**Supplied data:**

═══

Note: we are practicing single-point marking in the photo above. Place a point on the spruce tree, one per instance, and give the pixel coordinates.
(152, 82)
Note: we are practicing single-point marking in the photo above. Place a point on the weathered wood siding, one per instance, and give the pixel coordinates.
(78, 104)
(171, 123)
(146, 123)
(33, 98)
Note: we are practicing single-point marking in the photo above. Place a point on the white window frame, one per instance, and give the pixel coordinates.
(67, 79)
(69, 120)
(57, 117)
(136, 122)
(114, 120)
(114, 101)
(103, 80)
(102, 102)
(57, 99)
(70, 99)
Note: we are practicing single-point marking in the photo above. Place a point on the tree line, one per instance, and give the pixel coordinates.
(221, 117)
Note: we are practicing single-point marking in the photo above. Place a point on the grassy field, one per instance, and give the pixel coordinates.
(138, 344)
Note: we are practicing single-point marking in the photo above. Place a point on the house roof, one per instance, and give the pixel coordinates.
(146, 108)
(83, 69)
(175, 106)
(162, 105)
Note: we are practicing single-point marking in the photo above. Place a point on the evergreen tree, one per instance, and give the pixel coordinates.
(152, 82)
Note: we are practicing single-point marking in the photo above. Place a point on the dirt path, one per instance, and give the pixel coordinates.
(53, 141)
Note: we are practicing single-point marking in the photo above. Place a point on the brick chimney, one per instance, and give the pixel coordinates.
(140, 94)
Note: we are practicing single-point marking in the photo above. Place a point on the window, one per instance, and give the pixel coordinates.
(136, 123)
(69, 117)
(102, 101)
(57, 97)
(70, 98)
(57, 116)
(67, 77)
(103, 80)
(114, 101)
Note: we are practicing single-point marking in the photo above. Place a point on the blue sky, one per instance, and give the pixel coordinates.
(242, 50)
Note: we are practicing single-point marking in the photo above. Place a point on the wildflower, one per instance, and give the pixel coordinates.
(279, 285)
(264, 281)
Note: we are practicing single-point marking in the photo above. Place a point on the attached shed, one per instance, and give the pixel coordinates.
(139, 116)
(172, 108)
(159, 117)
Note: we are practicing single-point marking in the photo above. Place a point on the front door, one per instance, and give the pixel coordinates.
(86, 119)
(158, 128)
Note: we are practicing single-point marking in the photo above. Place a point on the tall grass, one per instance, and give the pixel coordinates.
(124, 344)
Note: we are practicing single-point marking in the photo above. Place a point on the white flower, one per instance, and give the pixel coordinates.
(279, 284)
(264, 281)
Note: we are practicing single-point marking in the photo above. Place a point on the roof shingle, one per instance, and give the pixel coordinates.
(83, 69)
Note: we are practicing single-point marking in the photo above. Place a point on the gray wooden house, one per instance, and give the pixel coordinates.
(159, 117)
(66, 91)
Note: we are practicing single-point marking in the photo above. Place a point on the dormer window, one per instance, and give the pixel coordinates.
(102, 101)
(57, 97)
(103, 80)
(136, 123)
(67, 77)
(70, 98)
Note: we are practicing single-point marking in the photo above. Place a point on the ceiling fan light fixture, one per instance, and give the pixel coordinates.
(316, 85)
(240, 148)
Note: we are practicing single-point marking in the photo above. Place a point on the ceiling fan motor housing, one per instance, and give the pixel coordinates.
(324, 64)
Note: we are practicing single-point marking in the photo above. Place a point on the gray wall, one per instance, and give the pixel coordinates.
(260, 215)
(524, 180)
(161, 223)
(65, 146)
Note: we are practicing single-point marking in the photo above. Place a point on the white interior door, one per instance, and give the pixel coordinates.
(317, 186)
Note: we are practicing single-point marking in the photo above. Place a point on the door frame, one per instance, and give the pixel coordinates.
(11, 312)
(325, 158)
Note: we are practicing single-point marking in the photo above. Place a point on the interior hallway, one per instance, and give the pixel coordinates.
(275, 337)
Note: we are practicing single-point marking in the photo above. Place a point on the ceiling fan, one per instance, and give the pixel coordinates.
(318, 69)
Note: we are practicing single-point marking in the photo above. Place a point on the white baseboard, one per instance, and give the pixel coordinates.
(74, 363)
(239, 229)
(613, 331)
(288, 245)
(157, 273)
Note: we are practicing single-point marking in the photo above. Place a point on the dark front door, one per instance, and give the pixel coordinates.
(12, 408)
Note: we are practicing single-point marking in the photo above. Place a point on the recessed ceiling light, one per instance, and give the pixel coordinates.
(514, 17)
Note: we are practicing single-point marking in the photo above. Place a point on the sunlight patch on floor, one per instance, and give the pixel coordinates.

═══

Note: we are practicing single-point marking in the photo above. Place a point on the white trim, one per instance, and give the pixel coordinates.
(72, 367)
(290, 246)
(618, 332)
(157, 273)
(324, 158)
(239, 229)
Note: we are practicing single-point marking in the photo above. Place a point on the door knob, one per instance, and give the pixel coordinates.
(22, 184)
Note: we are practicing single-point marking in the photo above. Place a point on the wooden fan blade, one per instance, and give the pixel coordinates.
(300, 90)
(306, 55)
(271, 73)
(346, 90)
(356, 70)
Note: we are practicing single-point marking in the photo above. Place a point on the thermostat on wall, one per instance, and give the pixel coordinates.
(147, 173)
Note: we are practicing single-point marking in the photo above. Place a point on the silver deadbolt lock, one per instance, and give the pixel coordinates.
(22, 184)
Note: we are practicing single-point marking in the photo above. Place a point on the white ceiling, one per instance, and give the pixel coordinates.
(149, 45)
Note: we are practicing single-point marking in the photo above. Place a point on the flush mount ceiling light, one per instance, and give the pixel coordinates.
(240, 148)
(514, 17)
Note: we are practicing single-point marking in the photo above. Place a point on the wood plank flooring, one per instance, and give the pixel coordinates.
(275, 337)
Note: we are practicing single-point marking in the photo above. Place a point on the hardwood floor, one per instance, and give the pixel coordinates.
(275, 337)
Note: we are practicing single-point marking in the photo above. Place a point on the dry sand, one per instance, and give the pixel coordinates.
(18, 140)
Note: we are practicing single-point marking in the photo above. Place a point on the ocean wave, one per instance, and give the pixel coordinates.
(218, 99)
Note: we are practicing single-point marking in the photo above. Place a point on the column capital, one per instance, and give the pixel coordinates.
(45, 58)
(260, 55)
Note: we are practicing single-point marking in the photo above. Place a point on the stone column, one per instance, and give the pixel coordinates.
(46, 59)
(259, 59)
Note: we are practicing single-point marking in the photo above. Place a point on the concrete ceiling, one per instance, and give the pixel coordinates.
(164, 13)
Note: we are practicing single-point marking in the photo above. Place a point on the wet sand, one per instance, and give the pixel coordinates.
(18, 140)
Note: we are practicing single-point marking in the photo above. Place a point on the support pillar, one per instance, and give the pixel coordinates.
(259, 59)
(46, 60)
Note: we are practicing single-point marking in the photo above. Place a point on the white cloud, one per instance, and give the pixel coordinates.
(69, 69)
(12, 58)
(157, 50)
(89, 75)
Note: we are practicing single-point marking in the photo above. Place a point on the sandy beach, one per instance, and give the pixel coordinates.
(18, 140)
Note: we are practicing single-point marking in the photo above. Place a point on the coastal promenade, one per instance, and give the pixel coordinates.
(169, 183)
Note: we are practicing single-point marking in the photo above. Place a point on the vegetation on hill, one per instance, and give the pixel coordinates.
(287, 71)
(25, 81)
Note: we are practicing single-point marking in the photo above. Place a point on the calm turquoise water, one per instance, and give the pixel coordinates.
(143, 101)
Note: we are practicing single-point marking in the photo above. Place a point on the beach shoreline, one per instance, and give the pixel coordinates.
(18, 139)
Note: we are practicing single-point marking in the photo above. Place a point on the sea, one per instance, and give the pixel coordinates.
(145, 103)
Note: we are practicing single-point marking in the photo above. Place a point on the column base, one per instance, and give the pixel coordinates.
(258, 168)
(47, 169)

═══

Your answer must be the lines above from the one containing "gray wall, one" to the one containing "on the sunlight", both included, restated word for word.

**Written reply:**
Note: we are practicing single-point marking in the photo above. Place a point on the gray wall, one per instance, and give the pixel coordinates.
(260, 215)
(524, 180)
(161, 223)
(65, 146)
Note: we are practicing single-point marking in the photo above. Place a point on the white interior door, one per instance, and give the pixel coordinates.
(317, 186)
Note: we are practicing single-point marking in the photo above. Place a point on the door frame, one per instance, and give the pixel coordinates.
(11, 312)
(325, 158)
Note: we are practicing single-point marking in the photo above. Place a point on the interior hallway, one per instance, and give the pixel coordinates.
(275, 337)
Note: we are practicing single-point marking in the photo above. Place a point on the ceiling fan, one per instance, and give the pixel coordinates.
(318, 69)
Note: we are practicing single-point marking in the photo above. Place a point on the white baseboard, one per instance, and give the pixel coordinates.
(74, 363)
(239, 229)
(613, 331)
(288, 245)
(157, 273)
Note: we are practicing single-point marking in the photo above. Place a point on the dark front door, one per instance, and give the pixel coordinates.
(12, 408)
Note: we are practicing single-point marking in the photo above. Place a point on the recessed ceiling light, one per instance, and give the pixel coordinates.
(514, 17)
Note: we are practicing single-point marking in the photo above. Place a point on the sunlight patch on floor, one per instance, and give the pixel coordinates.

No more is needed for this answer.